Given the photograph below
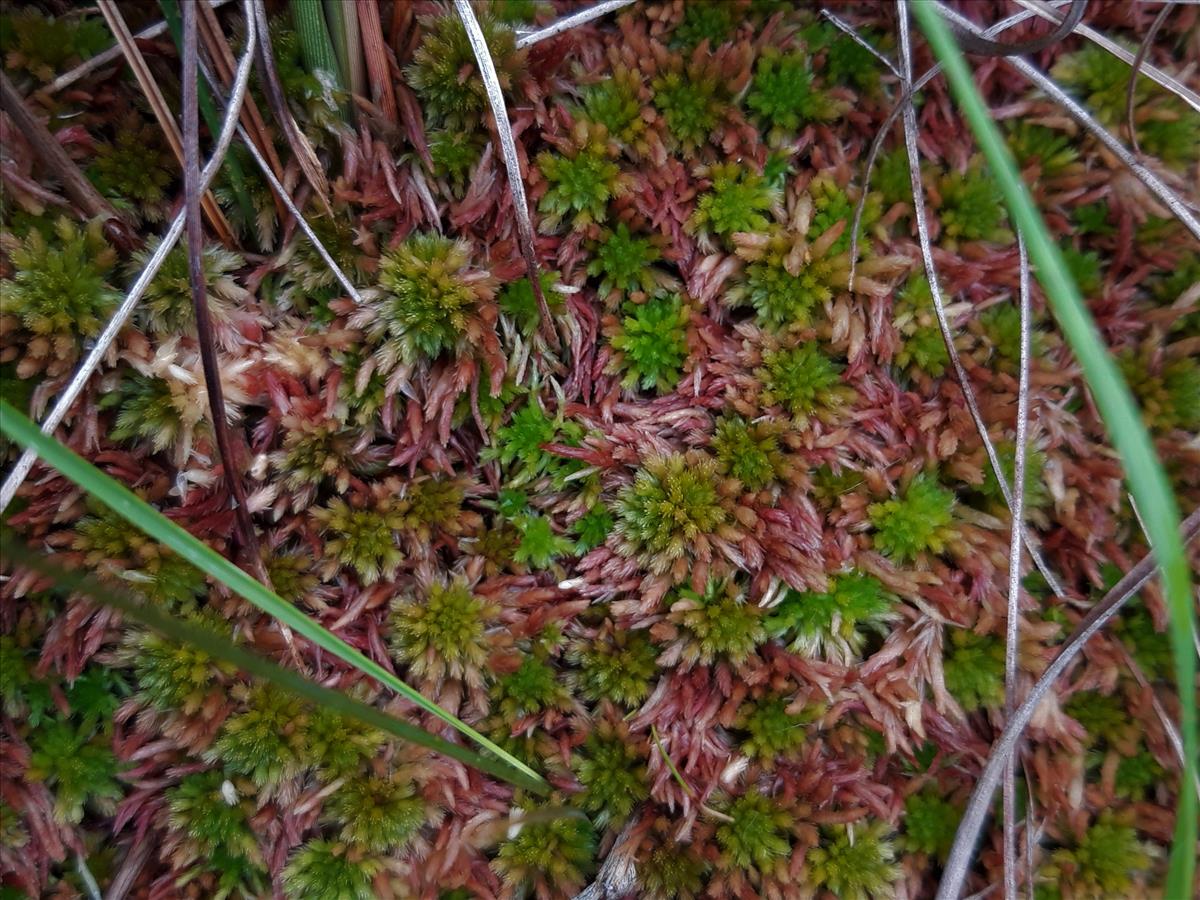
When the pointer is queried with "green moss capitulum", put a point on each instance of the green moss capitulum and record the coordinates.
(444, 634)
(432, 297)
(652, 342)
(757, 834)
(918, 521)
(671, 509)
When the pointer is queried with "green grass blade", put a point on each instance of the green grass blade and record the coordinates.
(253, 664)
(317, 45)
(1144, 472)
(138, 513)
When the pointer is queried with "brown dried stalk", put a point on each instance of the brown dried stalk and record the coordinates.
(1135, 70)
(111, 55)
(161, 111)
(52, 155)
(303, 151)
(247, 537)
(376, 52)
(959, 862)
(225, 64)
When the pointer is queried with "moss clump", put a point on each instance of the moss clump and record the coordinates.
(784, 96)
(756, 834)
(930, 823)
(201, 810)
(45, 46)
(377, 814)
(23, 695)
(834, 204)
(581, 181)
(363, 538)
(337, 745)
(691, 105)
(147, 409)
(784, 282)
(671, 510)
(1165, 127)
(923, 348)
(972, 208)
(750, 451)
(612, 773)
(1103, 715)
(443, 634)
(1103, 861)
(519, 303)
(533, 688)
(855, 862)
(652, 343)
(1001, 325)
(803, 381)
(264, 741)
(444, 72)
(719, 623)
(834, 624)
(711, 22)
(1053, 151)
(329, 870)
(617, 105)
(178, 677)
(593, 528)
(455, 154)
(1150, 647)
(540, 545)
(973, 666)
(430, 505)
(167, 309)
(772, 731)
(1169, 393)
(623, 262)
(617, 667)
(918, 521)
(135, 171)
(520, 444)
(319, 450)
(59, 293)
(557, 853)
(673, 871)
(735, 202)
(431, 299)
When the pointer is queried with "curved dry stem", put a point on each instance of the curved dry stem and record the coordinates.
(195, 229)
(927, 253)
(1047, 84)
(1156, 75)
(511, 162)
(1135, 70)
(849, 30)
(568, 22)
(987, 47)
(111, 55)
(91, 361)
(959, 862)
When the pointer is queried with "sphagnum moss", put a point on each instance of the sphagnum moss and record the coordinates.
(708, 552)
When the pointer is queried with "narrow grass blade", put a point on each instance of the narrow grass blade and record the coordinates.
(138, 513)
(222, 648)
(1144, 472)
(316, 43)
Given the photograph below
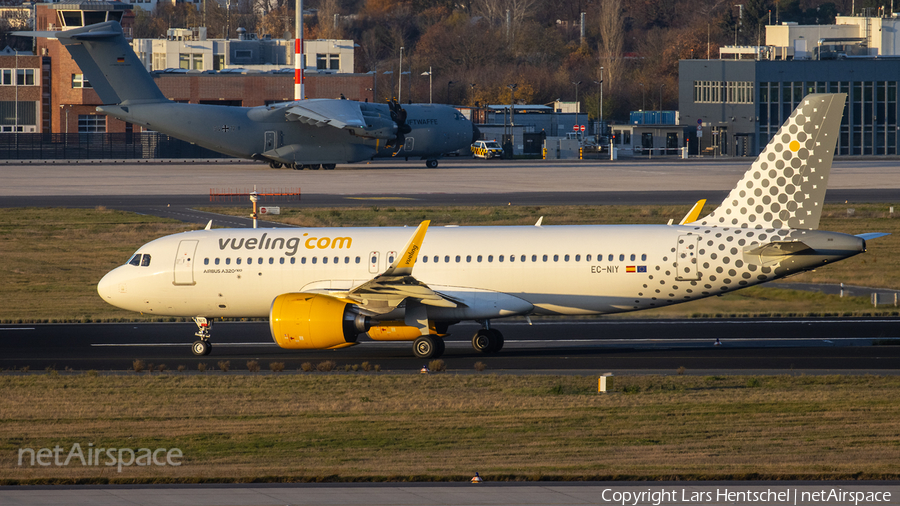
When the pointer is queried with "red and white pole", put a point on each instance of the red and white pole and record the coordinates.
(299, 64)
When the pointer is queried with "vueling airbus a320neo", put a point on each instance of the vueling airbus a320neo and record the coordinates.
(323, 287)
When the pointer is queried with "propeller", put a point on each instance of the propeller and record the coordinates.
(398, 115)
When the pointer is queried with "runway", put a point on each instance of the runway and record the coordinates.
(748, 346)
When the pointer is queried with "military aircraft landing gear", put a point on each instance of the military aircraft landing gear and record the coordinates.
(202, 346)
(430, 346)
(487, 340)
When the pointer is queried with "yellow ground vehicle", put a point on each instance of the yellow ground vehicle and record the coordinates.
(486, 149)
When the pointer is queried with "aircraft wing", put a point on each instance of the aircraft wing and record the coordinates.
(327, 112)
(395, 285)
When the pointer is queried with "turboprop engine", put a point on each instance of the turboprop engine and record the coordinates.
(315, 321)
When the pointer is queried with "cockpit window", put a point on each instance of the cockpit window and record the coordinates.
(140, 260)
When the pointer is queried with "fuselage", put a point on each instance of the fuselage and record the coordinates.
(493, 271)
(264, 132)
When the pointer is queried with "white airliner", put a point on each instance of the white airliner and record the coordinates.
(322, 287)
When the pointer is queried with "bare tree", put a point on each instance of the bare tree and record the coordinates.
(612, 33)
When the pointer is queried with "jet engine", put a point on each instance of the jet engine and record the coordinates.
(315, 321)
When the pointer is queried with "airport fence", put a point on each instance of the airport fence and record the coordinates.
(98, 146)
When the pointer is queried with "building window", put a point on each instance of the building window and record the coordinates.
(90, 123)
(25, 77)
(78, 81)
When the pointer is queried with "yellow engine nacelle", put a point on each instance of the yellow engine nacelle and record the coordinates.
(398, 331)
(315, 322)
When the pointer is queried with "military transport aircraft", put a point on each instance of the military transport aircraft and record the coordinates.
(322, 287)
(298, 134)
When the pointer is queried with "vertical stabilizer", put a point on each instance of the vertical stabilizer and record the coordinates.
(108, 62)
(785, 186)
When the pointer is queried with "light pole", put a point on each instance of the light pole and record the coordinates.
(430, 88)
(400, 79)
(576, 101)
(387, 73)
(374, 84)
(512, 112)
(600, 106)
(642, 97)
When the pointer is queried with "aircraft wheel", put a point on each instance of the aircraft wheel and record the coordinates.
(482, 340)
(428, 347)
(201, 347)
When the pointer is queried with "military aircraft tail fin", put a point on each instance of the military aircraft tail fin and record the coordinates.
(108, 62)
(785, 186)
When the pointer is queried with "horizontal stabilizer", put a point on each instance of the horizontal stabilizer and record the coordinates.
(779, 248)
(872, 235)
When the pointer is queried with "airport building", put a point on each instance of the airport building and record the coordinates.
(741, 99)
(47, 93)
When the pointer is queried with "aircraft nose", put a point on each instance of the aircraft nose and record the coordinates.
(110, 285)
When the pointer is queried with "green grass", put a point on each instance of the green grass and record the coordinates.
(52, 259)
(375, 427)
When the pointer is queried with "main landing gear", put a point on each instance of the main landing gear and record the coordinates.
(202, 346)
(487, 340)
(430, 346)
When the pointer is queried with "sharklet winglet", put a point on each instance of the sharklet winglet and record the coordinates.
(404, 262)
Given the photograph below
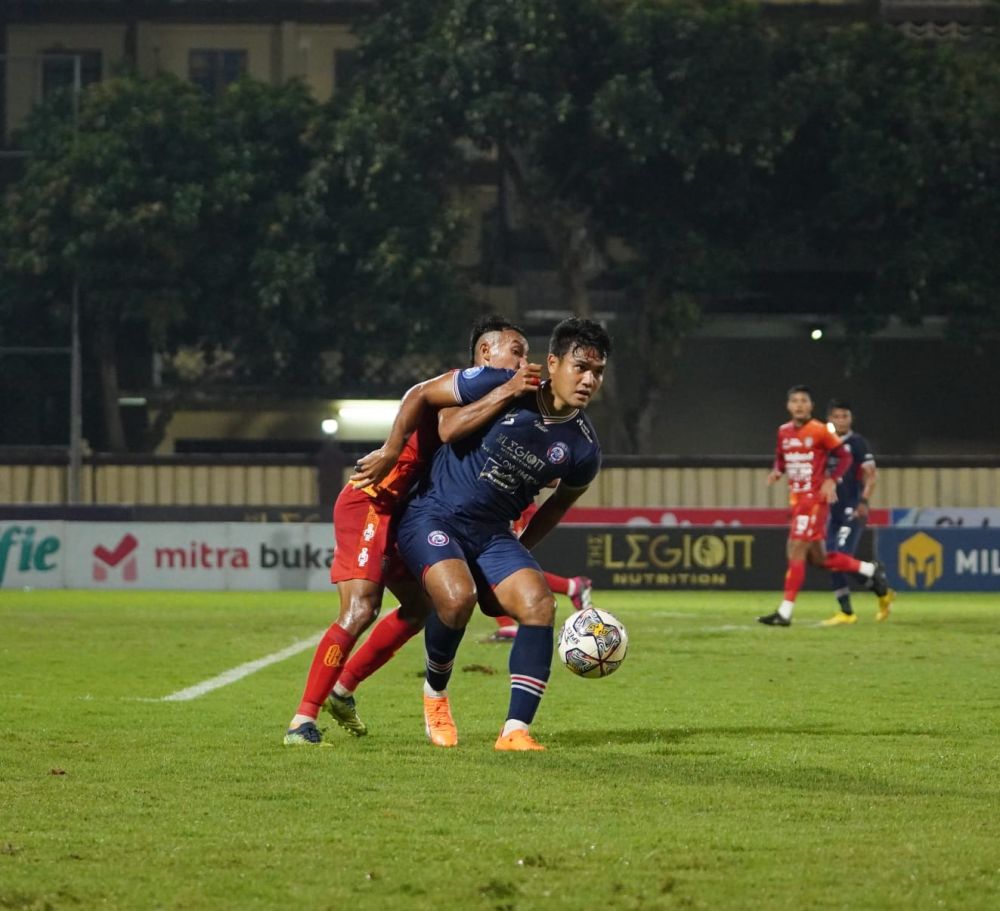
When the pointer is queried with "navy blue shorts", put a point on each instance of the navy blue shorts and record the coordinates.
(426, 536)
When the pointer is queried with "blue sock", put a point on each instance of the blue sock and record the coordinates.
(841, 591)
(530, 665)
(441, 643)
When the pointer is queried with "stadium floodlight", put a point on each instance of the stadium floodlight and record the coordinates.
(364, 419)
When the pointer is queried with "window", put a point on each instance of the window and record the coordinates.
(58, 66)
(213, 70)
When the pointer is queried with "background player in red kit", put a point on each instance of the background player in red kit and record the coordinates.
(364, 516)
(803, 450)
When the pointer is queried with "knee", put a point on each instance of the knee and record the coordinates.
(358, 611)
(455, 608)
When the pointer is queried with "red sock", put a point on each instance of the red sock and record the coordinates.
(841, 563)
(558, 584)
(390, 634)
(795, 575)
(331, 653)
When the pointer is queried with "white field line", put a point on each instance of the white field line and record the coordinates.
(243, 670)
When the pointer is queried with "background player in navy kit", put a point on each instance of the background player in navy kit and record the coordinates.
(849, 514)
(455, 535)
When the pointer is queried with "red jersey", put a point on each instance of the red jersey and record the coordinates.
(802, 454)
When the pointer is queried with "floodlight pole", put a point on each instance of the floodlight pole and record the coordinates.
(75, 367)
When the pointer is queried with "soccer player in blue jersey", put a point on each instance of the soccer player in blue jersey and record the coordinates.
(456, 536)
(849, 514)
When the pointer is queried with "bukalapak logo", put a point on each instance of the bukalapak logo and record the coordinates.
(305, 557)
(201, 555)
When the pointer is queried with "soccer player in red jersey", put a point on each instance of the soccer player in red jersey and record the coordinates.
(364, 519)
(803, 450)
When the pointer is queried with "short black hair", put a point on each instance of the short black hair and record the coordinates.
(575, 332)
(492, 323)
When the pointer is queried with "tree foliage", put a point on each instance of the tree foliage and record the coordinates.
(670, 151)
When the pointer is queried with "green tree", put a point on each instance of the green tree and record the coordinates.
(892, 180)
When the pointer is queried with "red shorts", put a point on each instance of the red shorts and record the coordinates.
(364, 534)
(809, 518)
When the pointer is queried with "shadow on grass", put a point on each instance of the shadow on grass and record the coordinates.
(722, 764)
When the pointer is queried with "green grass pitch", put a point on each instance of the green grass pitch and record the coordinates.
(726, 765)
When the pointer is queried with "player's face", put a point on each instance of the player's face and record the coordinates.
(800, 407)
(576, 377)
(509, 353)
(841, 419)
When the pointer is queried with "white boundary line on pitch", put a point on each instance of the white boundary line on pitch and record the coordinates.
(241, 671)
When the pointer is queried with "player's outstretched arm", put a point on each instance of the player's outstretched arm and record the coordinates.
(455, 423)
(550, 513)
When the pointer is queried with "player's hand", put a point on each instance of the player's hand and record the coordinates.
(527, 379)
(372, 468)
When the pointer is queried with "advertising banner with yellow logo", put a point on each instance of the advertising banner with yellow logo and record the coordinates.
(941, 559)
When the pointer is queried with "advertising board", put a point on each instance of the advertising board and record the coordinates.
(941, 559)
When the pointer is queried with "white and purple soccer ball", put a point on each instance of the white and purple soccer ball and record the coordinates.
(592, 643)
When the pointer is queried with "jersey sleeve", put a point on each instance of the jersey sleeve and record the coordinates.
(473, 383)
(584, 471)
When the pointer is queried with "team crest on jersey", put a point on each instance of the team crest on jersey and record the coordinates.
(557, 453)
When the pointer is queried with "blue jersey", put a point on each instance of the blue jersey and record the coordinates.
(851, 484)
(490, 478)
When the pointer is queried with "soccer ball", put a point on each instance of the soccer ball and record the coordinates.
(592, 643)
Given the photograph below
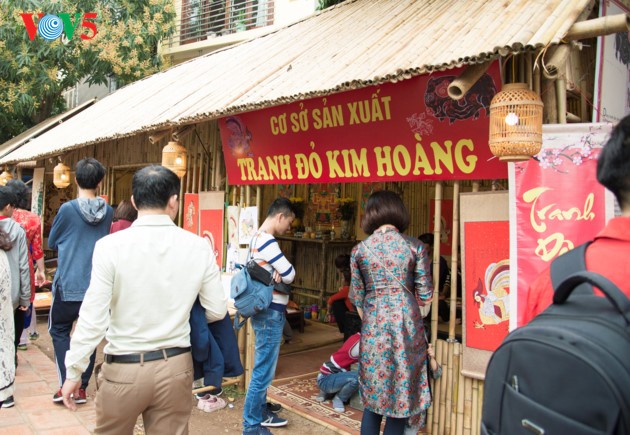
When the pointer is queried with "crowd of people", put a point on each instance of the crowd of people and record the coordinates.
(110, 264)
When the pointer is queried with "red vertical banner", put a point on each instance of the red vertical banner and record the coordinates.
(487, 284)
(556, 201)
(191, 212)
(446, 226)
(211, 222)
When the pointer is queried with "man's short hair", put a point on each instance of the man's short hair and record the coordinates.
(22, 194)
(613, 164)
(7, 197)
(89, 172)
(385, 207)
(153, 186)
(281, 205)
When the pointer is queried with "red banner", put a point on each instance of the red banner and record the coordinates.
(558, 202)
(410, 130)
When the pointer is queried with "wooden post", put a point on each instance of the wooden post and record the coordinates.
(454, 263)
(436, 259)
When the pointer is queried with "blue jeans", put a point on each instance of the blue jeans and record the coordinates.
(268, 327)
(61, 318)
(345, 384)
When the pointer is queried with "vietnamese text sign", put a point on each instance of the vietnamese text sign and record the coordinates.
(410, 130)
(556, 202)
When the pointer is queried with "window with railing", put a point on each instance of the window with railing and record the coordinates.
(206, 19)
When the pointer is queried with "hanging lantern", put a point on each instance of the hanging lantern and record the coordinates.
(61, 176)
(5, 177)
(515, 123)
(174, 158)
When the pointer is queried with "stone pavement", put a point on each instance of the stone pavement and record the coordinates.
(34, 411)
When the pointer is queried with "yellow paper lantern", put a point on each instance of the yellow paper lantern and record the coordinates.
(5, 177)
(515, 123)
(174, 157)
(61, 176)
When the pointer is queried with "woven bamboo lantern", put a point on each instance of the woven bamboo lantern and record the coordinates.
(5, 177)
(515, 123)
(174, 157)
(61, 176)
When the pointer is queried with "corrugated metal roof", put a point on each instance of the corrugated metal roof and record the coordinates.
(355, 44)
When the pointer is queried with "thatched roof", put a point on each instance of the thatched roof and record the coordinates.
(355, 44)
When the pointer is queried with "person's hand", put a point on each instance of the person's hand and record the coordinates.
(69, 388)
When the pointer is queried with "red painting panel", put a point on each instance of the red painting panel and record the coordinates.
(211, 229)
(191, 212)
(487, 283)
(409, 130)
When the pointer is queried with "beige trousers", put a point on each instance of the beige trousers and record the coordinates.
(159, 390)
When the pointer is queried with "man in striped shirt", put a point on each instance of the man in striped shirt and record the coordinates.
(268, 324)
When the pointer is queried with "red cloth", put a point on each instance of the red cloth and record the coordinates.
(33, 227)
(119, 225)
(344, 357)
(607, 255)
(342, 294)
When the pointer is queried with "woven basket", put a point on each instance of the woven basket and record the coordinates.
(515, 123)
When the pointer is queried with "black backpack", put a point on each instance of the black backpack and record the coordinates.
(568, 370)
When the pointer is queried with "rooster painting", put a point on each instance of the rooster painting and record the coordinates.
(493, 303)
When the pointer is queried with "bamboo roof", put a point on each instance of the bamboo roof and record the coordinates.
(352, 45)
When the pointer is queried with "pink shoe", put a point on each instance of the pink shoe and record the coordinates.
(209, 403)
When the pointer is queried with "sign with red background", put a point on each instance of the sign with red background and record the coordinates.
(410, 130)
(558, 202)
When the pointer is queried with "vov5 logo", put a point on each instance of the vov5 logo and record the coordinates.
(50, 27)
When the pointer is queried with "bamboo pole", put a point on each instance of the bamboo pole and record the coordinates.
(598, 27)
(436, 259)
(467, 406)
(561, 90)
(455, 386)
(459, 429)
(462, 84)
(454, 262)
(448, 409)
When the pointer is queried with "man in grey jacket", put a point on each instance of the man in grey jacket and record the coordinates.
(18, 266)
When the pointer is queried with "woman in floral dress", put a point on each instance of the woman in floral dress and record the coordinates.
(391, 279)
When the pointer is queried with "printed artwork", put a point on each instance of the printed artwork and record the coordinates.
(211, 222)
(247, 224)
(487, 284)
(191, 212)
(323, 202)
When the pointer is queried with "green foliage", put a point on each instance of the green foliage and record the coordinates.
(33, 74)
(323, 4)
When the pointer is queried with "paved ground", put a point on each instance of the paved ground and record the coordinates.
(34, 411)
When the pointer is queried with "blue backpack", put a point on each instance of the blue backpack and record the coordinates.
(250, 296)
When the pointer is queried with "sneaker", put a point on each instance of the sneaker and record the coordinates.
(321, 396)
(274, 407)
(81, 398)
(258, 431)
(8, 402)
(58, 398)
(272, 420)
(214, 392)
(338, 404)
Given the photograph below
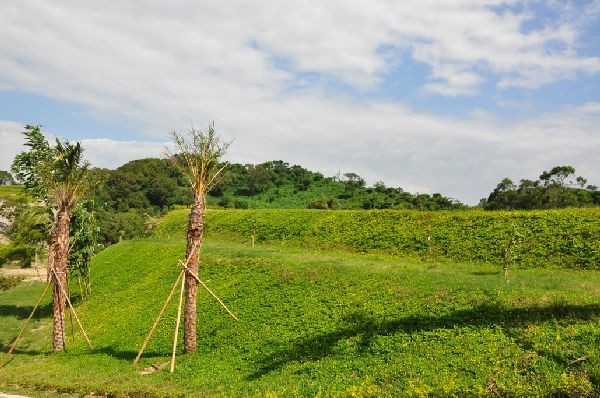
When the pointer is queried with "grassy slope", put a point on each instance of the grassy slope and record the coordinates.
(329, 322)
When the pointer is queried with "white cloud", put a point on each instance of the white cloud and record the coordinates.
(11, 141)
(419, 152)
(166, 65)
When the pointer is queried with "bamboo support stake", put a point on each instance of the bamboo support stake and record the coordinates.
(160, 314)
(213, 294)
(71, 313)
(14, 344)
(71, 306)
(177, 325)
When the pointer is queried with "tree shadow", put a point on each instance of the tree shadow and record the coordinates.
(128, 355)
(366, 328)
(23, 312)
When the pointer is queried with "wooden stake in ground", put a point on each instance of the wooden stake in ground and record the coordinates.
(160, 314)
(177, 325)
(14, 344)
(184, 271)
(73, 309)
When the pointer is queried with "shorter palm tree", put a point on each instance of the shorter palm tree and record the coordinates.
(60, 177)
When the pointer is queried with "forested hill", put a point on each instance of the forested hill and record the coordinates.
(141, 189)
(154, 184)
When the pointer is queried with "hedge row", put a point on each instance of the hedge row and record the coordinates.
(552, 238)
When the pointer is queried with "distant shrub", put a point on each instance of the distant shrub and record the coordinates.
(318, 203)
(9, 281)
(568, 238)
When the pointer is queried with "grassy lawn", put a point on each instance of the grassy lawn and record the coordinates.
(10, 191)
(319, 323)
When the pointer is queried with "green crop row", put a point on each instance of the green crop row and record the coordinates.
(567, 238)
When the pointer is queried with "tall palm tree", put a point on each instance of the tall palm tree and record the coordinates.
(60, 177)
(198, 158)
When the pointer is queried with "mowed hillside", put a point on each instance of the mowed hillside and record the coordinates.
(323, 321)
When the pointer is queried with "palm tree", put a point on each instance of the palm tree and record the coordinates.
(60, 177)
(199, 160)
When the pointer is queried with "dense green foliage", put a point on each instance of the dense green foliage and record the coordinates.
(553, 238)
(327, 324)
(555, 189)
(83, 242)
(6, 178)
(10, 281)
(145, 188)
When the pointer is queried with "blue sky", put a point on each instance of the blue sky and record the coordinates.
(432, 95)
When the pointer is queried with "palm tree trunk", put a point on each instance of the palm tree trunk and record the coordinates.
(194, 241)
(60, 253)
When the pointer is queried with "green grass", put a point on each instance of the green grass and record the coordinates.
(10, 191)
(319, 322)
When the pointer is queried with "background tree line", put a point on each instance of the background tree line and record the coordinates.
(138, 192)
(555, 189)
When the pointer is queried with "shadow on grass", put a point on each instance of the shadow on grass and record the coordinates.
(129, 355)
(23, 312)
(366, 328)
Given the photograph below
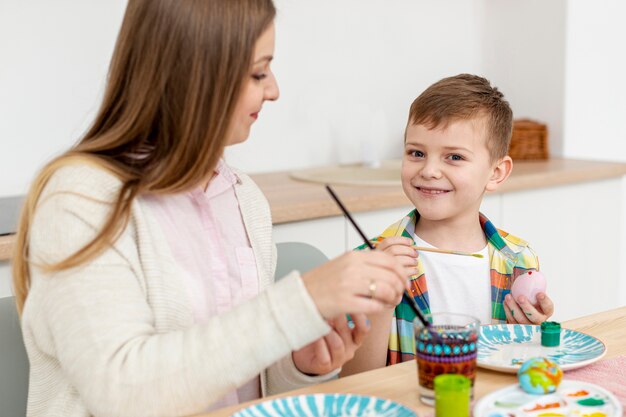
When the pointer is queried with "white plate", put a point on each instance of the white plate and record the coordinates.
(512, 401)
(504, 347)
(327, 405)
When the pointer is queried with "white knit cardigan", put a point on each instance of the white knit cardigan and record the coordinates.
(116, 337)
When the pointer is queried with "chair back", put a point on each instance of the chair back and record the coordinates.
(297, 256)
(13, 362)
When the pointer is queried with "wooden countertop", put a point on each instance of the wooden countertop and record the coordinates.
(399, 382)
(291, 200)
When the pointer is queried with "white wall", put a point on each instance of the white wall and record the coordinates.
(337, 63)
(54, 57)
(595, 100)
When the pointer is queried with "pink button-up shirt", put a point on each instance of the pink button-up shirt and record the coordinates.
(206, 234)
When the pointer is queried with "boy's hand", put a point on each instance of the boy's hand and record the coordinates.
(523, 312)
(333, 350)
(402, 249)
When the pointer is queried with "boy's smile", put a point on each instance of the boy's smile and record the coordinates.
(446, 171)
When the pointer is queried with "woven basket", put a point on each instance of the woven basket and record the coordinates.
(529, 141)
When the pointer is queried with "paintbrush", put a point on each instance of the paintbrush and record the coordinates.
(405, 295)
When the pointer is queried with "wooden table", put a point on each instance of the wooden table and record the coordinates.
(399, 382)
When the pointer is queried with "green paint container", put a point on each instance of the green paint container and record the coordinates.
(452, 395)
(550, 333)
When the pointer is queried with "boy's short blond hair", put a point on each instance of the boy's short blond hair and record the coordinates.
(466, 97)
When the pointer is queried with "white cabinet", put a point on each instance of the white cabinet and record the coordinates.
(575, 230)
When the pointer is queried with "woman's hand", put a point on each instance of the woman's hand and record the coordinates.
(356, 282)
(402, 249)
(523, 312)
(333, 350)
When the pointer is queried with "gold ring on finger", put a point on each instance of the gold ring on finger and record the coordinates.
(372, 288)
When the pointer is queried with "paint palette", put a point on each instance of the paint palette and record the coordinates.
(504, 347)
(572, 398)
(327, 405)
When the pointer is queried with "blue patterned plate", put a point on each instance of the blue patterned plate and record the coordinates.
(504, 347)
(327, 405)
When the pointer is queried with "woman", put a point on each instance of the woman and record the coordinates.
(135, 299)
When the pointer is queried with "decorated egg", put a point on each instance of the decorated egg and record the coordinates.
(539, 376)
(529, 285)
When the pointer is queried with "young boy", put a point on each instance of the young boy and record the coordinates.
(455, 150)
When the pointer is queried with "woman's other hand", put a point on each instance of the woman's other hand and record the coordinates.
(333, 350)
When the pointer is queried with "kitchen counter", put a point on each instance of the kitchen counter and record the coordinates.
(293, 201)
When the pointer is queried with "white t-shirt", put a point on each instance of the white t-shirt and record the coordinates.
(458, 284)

# # # # # # #

▶ EXERCISE AIM:
Every line from the one holding "cabinet and record the coordinates." through the final line of the listing must be echoed exactly; leave out all other lines.

▶ EXERCISE RESULT:
When the pointer is queried with "white cabinet", put a point on each instance of the white cabinet and record the coordinates.
(575, 230)
When the pointer is queried with "woman's hand", put a point on each instance of the woman's hand and record the coordinates.
(356, 282)
(402, 249)
(523, 312)
(333, 350)
When the pointer is queried with "gold ring on finger", put a point on each instance of the gold ring on finger and record the coordinates.
(372, 288)
When the pointer is queried with "paint palette", put a point on each instance of the paint palette and record the coordinates.
(504, 347)
(572, 398)
(327, 405)
When the pointer is queried with "blue patterned plate", put a point on each instance of the blue patterned plate and record the coordinates.
(504, 347)
(327, 405)
When the pointer is queried with "woman", put a point on each instance of the woman and record the coordinates.
(135, 299)
When the pointer is queried with "decorated egg", put a point on each instance of the decorated egg and record the coordinates.
(539, 376)
(529, 285)
When the pointer is queried with "young boy", put a point on each instance of the young boy and record the coordinates.
(455, 150)
When the pointer is queried with "woman's other hand", put a point on each instance of the woman's other hand and record the coordinates.
(333, 350)
When the pointer is queried with "kitchen counter", put a point on each instance of the kitchen counter and record the coordinates.
(293, 201)
When the pointer is queried with "white t-shirt", put a point on each instance of the white t-shirt and record the coordinates.
(458, 284)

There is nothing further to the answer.